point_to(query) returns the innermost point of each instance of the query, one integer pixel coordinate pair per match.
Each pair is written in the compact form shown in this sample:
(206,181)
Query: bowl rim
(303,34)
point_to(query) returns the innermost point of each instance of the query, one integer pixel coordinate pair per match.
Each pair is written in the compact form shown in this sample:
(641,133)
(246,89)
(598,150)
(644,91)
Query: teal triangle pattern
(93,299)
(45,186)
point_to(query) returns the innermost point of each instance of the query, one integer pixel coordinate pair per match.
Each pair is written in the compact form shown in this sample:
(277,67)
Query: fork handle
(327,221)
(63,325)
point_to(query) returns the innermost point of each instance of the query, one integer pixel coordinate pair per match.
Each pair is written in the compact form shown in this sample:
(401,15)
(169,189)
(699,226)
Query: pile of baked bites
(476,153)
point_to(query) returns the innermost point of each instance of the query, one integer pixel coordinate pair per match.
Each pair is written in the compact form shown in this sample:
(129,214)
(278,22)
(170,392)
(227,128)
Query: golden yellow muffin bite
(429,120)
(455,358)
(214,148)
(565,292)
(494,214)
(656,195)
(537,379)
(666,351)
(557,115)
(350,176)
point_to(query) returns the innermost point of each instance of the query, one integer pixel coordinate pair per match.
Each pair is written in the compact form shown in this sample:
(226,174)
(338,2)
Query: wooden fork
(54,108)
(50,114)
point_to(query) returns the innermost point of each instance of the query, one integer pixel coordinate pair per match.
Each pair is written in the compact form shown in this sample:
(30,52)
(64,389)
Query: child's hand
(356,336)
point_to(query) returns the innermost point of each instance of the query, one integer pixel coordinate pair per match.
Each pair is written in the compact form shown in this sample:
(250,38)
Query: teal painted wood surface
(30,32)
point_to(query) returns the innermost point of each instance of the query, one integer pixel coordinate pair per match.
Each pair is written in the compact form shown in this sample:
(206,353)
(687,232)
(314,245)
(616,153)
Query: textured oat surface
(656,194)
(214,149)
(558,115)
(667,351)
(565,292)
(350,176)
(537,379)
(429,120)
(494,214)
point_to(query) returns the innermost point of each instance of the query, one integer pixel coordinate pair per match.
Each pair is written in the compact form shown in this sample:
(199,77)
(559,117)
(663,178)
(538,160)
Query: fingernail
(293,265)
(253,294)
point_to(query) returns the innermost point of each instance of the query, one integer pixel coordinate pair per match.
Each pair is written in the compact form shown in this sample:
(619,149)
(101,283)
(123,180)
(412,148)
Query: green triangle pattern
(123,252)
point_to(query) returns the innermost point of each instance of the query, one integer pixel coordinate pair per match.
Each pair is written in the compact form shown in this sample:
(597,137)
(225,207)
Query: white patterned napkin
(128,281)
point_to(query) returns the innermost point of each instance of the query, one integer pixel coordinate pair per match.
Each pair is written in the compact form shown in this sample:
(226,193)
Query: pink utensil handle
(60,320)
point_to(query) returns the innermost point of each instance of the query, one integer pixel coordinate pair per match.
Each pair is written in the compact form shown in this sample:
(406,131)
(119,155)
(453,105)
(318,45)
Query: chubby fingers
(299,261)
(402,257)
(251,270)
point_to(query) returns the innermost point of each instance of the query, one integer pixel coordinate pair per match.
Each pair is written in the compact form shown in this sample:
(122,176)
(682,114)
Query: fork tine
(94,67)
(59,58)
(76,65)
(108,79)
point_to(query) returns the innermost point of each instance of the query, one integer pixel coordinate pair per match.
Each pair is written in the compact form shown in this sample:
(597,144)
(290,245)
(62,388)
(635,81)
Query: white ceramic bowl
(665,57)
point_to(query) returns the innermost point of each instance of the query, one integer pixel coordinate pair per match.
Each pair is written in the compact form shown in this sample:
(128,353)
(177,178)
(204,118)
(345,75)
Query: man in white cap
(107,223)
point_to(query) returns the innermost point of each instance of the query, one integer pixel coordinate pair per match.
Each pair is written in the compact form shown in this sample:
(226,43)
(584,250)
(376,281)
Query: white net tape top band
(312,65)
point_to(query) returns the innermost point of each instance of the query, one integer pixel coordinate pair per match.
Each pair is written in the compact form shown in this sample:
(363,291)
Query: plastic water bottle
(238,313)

▶ _EXERCISE OBJECTIVE_: Quote every record above exactly.

▶ _THE COMPLETED TASK_:
point_to(query) returns the innermost point of each instance of the query, one integer pixel coordinate pair per match.
Each pair is written in the compact form shown in this sample:
(206,181)
Query: bowl rim
(303,34)
point_to(query) returns the innermost point of each instance of the query, one integer pixel coordinate pair per match.
Each pair is written in the compact form shown in this sample:
(641,133)
(246,89)
(598,150)
(644,91)
Query: teal triangle pattern
(93,299)
(45,186)
point_to(query) returns the innermost point of each instance of the query, one integer pixel coordinate pair per match.
Each pair is written in the compact form shown in this sample:
(277,67)
Query: fork handle
(327,221)
(63,325)
point_to(query) returns the innermost point of each instance of the query, one integer pixel coordinate pair per match.
Each pair is written in the compact form shown in this sample:
(401,15)
(169,189)
(699,226)
Query: pile of baked bites
(476,153)
point_to(query) returns the innermost point of each instance of the query, one integer pixel coordinate pair per match.
Each pair is written in the compact form shown in this sample:
(129,214)
(278,22)
(170,392)
(227,128)
Query: golden yellow muffin bite
(429,120)
(455,358)
(214,148)
(565,292)
(494,214)
(656,195)
(537,379)
(666,351)
(557,115)
(350,176)
point_to(query) returns the innermost point of each instance of the query, one integer pixel coordinate pair per match.
Each pair is written in the compact form shown in this sample:
(226,174)
(338,2)
Query: wooden fork
(54,108)
(50,114)
point_to(query) returns the innermost point of each instance of the query, one integer pixel coordinate pair per match.
Each pair is written in the compact form shown in this sample:
(30,52)
(64,389)
Query: child's hand
(356,336)
point_to(query) returns the innermost point of each instance of the query, one integer pixel coordinate pair per match.
Each pair is written in the compact form shown in this sample:
(250,38)
Query: teal painted wood surface
(30,32)
point_to(query) returns the innermost point of each instance of the query, one integer pixel coordinate pair per match.
Each pair is written in the compact form shown in this sample:
(206,353)
(687,232)
(314,245)
(616,153)
Query: textured oat surface
(656,194)
(214,149)
(558,115)
(667,351)
(565,292)
(350,176)
(537,379)
(429,120)
(494,214)
point_to(query) returns the innermost point of each instance of the query, one integer pixel coordinate pair per match.
Each pair is written in the compact form shown in this sample:
(199,77)
(559,117)
(663,178)
(538,160)
Query: fingernail
(293,265)
(253,294)
point_to(query) returns the innermost point of each instance of the query, one integer pixel coordinate pair per match.
Each pair is written in the compact form shown in this sample:
(619,149)
(101,283)
(123,180)
(412,148)
Query: green triangle pattern
(123,252)
point_to(query) returns the innermost point of each instance of the query, one integer pixel coordinate pair per match.
Each pair is written in the compact form shown in this sample:
(597,137)
(225,207)
Query: white patterned napkin
(128,281)
point_to(query) returns the innermost point of each instance of the query, one integer pixel coordinate pair per match.
Each pair is written in the compact form shown in this sample:
(226,193)
Query: pink utensil handle
(60,320)
point_to(query) returns the innermost point of each instance of the query, one integer pixel coordinate pair per match.
Each pair is written in the compact form shown in this sample:
(406,131)
(119,155)
(453,105)
(318,45)
Query: chubby fingers
(299,261)
(402,257)
(251,270)
point_to(query) returns the innermost point of each instance of the query, one integer pixel coordinate pair per match.
Each pair is written in the compact form shown in this sample:
(122,176)
(682,114)
Query: fork tine
(94,67)
(59,58)
(76,65)
(108,79)
point_to(query) returns the innermost point of each instance of the query, one integer pixel coordinate pair per match.
Each pair is written in the compact form shown in this sample:
(597,144)
(290,245)
(62,388)
(635,81)
Query: white ceramic bowl
(665,57)
point_to(query) returns the innermost point of each instance of the query, one integer pixel coordinate pair per match.
Each pair is written in the compact form shown in this sample:
(128,353)
(177,178)
(204,118)
(345,75)
Query: man in white cap
(107,223)
point_to(query) returns the innermost point of each instance of the query, one integer pixel coordinate pair per match.
Each pair is written in the compact form shown in this sample:
(226,43)
(584,250)
(376,281)
Query: white net tape top band
(312,65)
point_to(query) returns the innermost point of each instance of the query, one integer pixel coordinate pair per match.
Each pair is written in the compact form shown in this sample:
(363,291)
Query: plastic water bottle
(238,313)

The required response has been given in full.